REQUIRED WORK ▸ Collect every line of the items below that contains the word "ground", and copy each of those lines in full.

TASK DATA ▸
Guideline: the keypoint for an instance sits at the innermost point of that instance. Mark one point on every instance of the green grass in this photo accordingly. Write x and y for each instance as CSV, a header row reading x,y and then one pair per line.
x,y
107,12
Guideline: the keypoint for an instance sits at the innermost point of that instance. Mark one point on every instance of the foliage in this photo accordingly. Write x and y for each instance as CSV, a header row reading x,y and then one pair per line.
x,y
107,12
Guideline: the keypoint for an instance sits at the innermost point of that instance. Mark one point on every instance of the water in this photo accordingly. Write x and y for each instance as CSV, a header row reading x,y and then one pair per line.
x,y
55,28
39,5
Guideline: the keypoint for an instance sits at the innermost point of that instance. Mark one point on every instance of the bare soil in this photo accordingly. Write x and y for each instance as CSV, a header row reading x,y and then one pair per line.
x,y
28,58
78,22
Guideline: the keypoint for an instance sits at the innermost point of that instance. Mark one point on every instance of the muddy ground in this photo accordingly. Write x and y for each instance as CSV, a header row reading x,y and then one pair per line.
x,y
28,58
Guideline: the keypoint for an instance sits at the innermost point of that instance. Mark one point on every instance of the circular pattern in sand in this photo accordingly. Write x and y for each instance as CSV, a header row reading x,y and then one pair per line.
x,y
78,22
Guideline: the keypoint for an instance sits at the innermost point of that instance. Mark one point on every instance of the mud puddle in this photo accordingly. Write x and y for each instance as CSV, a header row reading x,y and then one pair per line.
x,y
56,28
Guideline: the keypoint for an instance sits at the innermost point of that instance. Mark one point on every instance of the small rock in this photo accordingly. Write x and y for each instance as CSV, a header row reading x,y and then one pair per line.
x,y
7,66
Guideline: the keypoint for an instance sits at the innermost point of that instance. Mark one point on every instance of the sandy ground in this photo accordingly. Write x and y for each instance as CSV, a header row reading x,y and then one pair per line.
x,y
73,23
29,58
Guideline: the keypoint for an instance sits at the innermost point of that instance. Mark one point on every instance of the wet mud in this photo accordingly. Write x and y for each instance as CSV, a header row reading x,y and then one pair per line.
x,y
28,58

---

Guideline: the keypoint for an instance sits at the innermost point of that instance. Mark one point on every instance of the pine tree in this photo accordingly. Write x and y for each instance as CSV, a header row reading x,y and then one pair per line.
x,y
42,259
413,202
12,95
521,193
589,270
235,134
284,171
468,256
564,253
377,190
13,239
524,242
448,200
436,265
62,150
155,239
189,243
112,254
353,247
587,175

RESPONSE FOR THIS EXERCISE ▸
Guideline: the keypoint for an instance sits at the innermost point of that instance. Mark one point on every instance of the muddy ground in this photo accordingly. Write x and y for each instance as CSV, a header row reading x,y and then one pair per line.
Guideline: the keypoint for an instance sits at the innermost point of that instance. Mark one point on every instance of the sandy ground in this photo accordingly. Write x and y for each instance as CSV, a header row reading x,y and then one pair per line.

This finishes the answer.